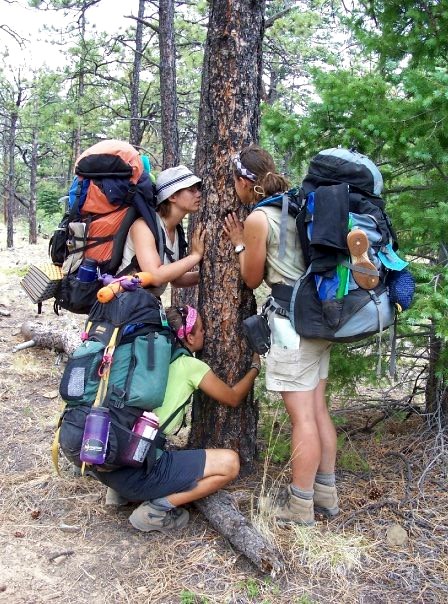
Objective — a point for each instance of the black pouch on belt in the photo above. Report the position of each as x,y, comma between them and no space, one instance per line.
257,332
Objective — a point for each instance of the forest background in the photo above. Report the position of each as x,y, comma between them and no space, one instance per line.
370,75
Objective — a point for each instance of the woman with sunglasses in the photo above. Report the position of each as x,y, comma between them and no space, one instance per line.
179,477
178,194
296,367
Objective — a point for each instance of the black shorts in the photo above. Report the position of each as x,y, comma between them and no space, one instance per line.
173,472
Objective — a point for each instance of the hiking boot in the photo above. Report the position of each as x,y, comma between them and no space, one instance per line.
363,270
294,509
148,518
326,500
114,498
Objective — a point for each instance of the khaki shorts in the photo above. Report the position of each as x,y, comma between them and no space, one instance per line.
298,367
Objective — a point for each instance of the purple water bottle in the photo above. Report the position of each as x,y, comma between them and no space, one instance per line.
146,426
88,271
95,437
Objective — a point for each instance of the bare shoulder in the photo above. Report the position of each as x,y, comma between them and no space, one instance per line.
256,223
140,229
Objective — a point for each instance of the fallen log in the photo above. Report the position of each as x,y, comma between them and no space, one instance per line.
222,514
60,335
219,509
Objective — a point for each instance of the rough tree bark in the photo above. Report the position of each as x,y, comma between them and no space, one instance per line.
32,230
14,116
436,390
168,89
228,120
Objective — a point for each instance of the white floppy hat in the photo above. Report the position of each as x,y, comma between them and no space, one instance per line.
171,180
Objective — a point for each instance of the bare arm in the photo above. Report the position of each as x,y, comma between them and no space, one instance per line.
253,234
149,260
214,387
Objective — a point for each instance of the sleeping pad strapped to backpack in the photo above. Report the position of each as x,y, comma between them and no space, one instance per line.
349,248
110,191
122,365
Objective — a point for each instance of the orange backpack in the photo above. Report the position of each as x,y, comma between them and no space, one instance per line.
110,190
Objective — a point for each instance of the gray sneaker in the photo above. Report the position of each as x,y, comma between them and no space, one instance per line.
292,509
148,518
326,500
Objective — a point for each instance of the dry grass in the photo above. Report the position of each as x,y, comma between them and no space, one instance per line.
60,543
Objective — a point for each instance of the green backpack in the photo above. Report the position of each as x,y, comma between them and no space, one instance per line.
123,365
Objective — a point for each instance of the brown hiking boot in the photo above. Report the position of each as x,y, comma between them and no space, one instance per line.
294,509
326,500
363,270
148,518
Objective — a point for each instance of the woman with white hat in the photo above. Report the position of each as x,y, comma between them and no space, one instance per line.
178,194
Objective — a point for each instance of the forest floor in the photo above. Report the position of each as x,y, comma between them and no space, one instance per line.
60,543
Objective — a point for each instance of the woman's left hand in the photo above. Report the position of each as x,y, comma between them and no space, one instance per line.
234,229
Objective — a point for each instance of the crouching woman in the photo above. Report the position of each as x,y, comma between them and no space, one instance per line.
179,477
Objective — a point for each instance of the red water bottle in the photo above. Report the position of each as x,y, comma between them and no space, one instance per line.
143,433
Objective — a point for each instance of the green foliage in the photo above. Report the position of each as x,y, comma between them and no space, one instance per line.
48,198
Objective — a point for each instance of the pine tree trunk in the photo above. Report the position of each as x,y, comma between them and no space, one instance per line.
11,180
436,391
32,231
228,120
135,128
168,89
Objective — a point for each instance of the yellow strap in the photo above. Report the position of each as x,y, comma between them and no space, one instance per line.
104,381
55,451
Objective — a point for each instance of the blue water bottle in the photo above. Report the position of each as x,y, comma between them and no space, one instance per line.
88,271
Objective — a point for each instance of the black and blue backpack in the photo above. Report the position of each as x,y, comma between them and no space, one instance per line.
355,282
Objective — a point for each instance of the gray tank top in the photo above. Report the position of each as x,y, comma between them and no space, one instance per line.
292,266
129,253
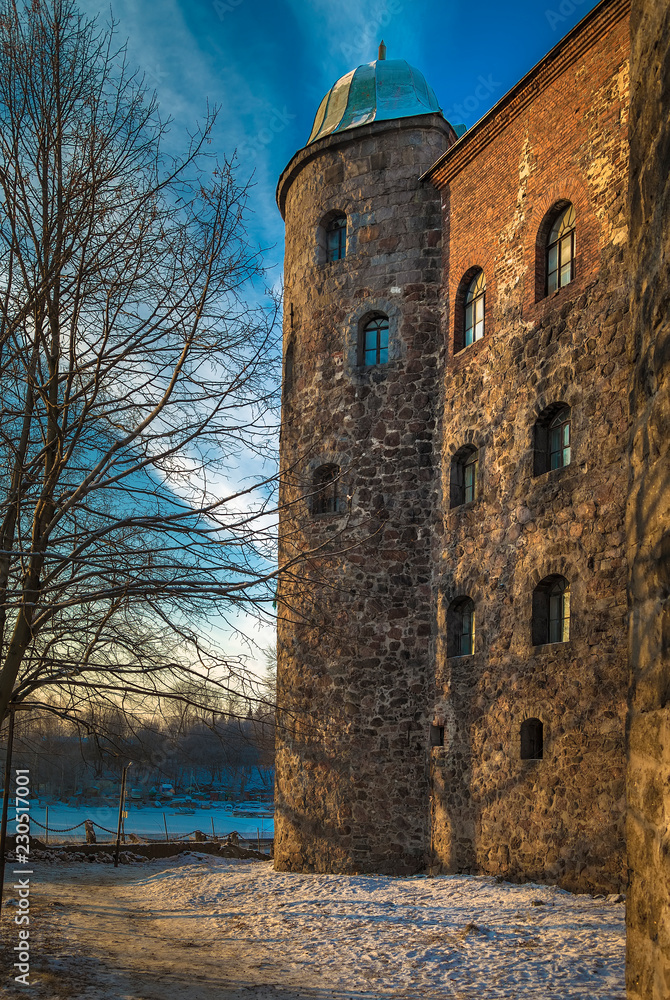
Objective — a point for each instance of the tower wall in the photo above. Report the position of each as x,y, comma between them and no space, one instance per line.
356,615
648,518
561,135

▶ GIVEN REQUEST
Copy every line above word for word, leaving out the pictures.

▶ OUTPUT OF THE TASK
Objective — a point for each instance of the black pouch on belt in the photo above. Report the position of each as x,y, comma between them and no space, one instance per line.
257,332
Objective — a point for each instance of the forest background in the photo above. Report the position of each as x,y, comma between them and no space, one instance per line.
370,75
Objective — a point for each instance of the woman with sunglasses in the photo above. Report the position of each as x,y, comma between them and no space, one instance per line.
179,477
178,194
296,367
Objective — a point for each instance of the black shorts in the photo above. Report the position of each as x,y, comma between them and no space, one instance per line.
173,472
Objective — a point for each instance of the hiking boot in the photo above. Report the position of each as x,y, comma between them and no space, one instance per line.
363,270
294,509
148,518
326,500
114,498
Objective — a point for each instance of the khaki shorts in the photo above. Report the position of each as x,y, comma between them and no space, one instance per line.
298,367
Objective — a point for each instance of the purple water bottle in the photo above. Report the position of each as x,y, comma between them and no space, one instance per line.
146,426
88,271
95,437
Objective — a point for each instance of the bare shoulder in the photo above. Report the position of each as x,y, comma between them and no space, one instance per line.
256,223
140,229
Objective — a point for each instance of the fallen log in the photo above. Report the position of each as x,y, comma between them and no space, one instance per line.
222,514
60,335
219,509
Objective — a point for each instance of the rough tree bark in the photo above. Report the position of each as x,y, comma between them and no space, one instance per line.
32,230
14,116
436,390
168,89
228,120
Objective — a point for each instance of the white floppy hat in the photo above. Report the position of each as x,y, comma between them and no space, one instance per line.
171,180
Objective — a point for each instance of the bare arm in the photo above. Report the position of each as x,y, comma between them and no space, one instance per line.
253,234
149,260
214,387
Objective — a point for each instance of the sleeping pad strapped to backpack in the photo above. Report the position of each as x,y, comma between them and no space, one instance per line.
349,248
110,191
122,365
Objective — a point for each instance of the orange backpack in the photo above. Report the position of each as x,y, comma between them and no space, one instance per line.
110,190
Objective — a point for each instance of the gray sneaker in the photo above. Report the position of each as x,y, comma between them and no space, one instance per line.
292,509
148,518
326,500
Objective — a point for each instance of the dry grass in the photo above. Report the position of each as x,y, comma between them and no space, one instance per line.
60,543
Objective — a point for each instance of the green backpack in the photo above. Report the position of each as x,y, comma between them and no space, one instance per line.
123,365
Objective — a point for each instance of the brown hiking boot in the photo above. Report the position of each as x,y, comma between them and no space, one instance per line.
294,509
326,500
363,270
148,518
Objective — a point for each instance of the woman with white hat in the photo above. Report the position of each as x,y, comma between them and no space, one instance per line.
178,194
Objective — a point for each instance of the forest floor in the photo above. Report the position of each as x,y, comma between them and no space, one instance per line.
60,543
Objective — a point for each instance of the woman's left hand in the photo above. Report the position of each as x,y, comma between them and no space, one instance per line.
234,229
Objective — a point for each instance of the crouching woman in the photo above. Report the position of each as x,y, comma between them and no space, one instance per line.
179,477
Objective — a point for each instance of the red water bottle in the photo above. Report the position of each as x,y, comma between them and no space, one instance per line.
143,433
Objective — a point for each instance of the green foliage in the photo above. Report the position of each as x,y, comma between them and no space, one instance per line.
48,198
Objective — a point for each instance of the pine tree trunk in the photo above. Report the position of each as x,y, comma between them and no space, one instance per line.
11,180
436,391
32,231
228,120
135,128
168,89
Objective — a point for each instance of the yellow strap in the photo above. Report the position of each as x,y, comma between them and no space, one instance per line.
104,381
55,451
Objective — a point for each instance of the blue water bottle in the photo above. Report the position of each as x,y, comma between them and no space, one instance per line.
88,271
Objective — a point for each instance of the black and blue backpack in the photo above. Report the position of each as x,y, comma between them and no space, one instance per line.
355,282
Objective — a point for each instance of the gray tank top in the photo above. Report the position of each as x,y, comma between them and no space, one instance per line.
292,266
129,253
Objective — a point for each instance of the tower wall in the photo above. Report the position of each as x,y, comma between them and no space, one instance per line.
356,615
648,518
561,135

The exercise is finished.